··· Текст документа

Пошла и сделала все, как сказал ей старец: покрасилась и стала похожей на привидение. Когда она предстала перед мужем, он остолбенел, увидев ее. Она ему говорит:
— Ну, пойдем! Куда мы с тобой идем сегодня вечером?
Вышли они, а на другой день опять, на третий тоже, в пятницу вечером он ее спрашивает:
— Что у нас сегодня на ужин?
— Шашлык!
— Ты что, с ума сошла? Сегодня же пятница!
— Ну и что, что пятница? Пятнадцать лет я соблюдала пятницы, а ты не изменился, теперь всё, больше нет пятниц!
— Пойдем домой, тебе утром идти в церковь.
— Не пойду я в церковь, мы будем здесь до утра!
Через пару месяцев он дошел до отчаяния! Тогда сам пошел к духовникам и сказал:
— Спасите ее! Что с ней?
Потом сам стал ее умолять:
— Прошу тебя, попостись, приди в себя, смой эту косметику, вернись в свое прежнее состояние...
Рассудительность — великая вещь. Я не говорю вам, чтобы вы делали такие вещи, естественно, рискованные, но иногда, когда они делаются сознательно, Бог видит произволение человека.
В «Патерике» мы читаем исключительно хорошие истории. Вот жили два подвижника, и один из них сказал:
— Авва, я уйду из монастыря. Пойду в город, не могу больше выдержать эту аскетическую борьбу. Сниму рясу, найду в городе какую-нибудь женщину и буду жить с ней и т. д.
Авва ему отвечал:
— Отче, что ты говоришь?
— Не могу, хватит!
— Хорошо, тогда и я пойду с тобой.
Ради любви к брату тот, кто долгие годы не выходил из монастыря, шел за ним до самых дверей женщины. И повествуется, что, видя труд аввы, Бог отнял у немощного брата брань, он в последний момент пришел в себя и сказал: «Что же я делаю?» И ради любви того старца брат этот был спасен.
Если можете, прочитайте, у кого есть «Синаксарь»[9], житие преподобного Авраамия, его память 29 октября. Это потрясающая история о том, как этот преподобный спас одну девушку, свою племянницу, которая подвизалась с ним в пустыне, но проходивший теми краями человек соблазнил ее и увез к себе, а потом она стала блудницей.
40 лет он не выходил из пустыни и вареной пищи не ел, а тут снял рясу, сбрил бороду, искупался, взял кошель с деньгами и отправился в публичный дом. Вошел он туда и сказал:
— Я хочу спать с этой девушкой!
— Но ты уже пожилой человек, ты старик!
— Какая разница! Разве у меня нет денег? Я плачу и хочу вот эту девушку!

······
··· Входные данные

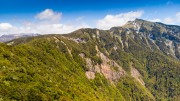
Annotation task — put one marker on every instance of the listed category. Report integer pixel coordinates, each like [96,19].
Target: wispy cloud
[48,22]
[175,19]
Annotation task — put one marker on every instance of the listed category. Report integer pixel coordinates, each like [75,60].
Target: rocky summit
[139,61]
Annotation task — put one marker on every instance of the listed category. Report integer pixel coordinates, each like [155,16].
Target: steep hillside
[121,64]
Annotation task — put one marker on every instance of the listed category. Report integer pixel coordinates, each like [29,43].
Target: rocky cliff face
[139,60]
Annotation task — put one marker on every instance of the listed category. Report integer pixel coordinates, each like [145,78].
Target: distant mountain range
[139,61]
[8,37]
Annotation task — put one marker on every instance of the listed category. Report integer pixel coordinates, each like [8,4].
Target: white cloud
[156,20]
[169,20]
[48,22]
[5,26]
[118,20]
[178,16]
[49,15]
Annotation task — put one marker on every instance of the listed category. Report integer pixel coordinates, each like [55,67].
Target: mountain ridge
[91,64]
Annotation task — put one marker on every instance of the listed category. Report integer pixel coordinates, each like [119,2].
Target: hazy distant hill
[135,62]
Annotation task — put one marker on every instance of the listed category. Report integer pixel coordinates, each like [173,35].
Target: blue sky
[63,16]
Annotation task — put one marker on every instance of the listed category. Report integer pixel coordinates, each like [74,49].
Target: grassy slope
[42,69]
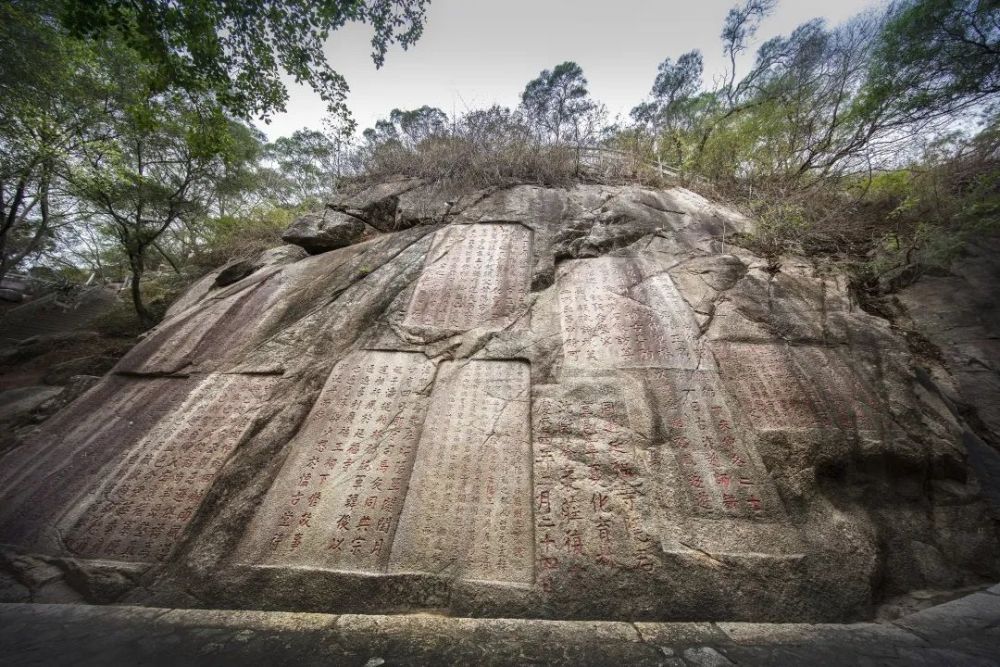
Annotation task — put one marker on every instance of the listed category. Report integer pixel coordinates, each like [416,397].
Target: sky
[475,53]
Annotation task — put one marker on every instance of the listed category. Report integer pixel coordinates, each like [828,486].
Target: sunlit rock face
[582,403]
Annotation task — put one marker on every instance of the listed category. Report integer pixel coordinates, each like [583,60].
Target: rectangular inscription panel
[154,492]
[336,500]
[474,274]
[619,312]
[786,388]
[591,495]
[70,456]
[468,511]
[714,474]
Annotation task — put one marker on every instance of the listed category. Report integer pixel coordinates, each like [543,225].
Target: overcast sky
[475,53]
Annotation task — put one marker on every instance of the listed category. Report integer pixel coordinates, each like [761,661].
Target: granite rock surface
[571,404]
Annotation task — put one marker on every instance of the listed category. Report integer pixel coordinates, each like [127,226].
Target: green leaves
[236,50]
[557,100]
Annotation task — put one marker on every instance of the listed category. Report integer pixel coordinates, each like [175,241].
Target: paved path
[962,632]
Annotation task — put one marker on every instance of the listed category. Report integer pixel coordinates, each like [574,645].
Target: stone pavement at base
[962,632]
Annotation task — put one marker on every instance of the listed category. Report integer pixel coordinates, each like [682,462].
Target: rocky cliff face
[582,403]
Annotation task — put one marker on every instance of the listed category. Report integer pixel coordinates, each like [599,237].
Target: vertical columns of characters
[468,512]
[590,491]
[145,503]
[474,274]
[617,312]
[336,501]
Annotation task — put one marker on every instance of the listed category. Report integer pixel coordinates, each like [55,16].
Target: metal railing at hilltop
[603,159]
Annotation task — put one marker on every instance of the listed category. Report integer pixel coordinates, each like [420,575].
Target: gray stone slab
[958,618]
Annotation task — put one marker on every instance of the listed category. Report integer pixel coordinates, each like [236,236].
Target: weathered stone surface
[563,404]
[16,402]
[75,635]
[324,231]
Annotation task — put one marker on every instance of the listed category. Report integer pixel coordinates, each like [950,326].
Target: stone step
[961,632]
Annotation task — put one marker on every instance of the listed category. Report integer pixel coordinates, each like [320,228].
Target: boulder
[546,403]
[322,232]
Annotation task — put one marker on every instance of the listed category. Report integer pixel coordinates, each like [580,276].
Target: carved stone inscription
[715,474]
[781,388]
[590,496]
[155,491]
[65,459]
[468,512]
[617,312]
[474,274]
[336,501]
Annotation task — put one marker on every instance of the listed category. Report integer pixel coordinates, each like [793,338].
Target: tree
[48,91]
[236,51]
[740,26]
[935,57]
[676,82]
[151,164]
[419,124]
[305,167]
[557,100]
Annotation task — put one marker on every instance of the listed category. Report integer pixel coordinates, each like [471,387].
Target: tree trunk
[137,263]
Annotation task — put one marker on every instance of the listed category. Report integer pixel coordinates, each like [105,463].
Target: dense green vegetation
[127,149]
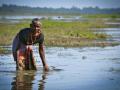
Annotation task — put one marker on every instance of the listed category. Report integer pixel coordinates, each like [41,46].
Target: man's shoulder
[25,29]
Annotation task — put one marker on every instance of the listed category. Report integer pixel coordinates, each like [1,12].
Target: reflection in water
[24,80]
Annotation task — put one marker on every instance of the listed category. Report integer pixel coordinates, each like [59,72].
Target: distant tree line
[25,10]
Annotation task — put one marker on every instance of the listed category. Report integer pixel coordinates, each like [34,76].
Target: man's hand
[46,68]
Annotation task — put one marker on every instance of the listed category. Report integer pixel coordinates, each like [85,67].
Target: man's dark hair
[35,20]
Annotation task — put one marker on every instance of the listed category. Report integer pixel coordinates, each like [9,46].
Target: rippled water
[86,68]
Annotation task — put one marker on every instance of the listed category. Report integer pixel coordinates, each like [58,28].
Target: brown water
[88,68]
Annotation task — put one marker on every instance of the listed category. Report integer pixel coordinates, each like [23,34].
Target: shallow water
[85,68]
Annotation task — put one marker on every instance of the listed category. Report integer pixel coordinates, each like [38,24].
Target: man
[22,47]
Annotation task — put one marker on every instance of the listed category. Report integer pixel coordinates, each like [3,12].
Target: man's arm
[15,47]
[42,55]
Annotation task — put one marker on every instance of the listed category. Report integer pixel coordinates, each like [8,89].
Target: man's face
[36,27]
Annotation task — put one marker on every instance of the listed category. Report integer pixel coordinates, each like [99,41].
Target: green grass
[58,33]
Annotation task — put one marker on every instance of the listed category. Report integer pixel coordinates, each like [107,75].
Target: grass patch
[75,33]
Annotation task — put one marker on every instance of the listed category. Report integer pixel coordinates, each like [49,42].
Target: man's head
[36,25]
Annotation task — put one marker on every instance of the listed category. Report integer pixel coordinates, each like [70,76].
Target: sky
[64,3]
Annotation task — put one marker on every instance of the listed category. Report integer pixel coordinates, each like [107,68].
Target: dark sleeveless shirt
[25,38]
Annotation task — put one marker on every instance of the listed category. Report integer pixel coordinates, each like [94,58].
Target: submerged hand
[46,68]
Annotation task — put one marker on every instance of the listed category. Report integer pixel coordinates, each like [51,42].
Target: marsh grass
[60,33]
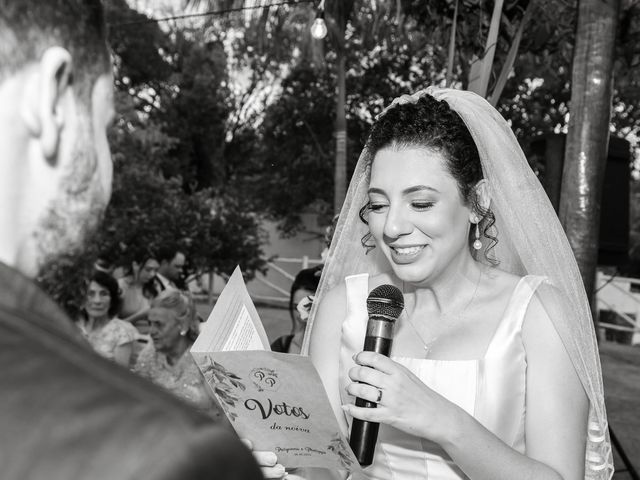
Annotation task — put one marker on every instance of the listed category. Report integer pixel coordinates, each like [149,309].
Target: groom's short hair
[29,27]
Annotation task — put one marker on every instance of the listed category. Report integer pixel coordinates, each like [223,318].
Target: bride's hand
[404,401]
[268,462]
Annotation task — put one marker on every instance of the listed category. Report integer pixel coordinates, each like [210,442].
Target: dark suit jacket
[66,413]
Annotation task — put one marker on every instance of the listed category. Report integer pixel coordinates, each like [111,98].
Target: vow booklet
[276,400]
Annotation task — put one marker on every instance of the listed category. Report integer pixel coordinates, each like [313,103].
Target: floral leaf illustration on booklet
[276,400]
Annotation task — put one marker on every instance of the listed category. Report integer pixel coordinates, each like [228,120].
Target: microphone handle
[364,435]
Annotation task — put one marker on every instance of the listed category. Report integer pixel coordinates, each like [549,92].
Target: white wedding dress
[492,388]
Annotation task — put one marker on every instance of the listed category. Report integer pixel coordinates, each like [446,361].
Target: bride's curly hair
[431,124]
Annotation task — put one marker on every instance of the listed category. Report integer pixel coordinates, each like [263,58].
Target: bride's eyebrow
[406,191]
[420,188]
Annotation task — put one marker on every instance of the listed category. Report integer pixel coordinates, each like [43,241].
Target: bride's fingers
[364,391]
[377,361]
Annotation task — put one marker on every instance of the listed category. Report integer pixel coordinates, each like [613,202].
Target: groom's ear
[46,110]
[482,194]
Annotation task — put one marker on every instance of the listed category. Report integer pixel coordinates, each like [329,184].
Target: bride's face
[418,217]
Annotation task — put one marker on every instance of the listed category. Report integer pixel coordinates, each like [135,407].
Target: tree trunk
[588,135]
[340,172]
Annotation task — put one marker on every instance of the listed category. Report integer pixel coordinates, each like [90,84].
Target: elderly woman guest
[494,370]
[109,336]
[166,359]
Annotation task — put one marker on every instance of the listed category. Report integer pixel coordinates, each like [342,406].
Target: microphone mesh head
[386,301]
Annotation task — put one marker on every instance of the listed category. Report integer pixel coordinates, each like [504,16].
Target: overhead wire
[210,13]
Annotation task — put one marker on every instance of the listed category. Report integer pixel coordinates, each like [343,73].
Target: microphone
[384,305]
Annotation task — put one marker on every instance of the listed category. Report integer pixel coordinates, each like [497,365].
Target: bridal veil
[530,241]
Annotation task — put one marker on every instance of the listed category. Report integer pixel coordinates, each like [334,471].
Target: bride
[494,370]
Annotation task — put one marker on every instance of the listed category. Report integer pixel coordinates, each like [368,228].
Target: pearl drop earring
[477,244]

······

> [Набор заданий]:
**1)** Воспроизведите фрагмент текста документа от слов «Рассудительность — великая» до слов «видит произволение человека.» включительно, заменив «Рассудительность» на «Благоразумие».
**2)** Продолжите текст документа, начав сразу после его последнего предложения.

> [Ожидаемые ответы]:
**1)**
Благоразумие — великая вещь. Я не говорю вам, чтобы вы делали такие вещи, естественно, рискованные, но иногда, когда они делаются сознательно, Бог видит произволение человека.

**2)**
И когда она подошла и увидела его, то отвернулась, но он стал притворяться и говорить ей все те безумные слова, которые произносят в таких местах, и когда она хотела его обнять, то почувствовала благоухание святости и пришла в себя, она вспомнила своего старого дядю в пустыне. И дальше повествуется так: она смутилась, а старец ее спросил:
— Что с тобой?
— Ничего, я просто вспомнила о чем-то.
Он тут же забрал ее оттуда, вернул в пустыню, и впоследствии она спаслась.
Как много святых шли в притоны сатаны и выводили оттуда людей. Разумеется, они были сильными, не как мы, была у них и рассудительность.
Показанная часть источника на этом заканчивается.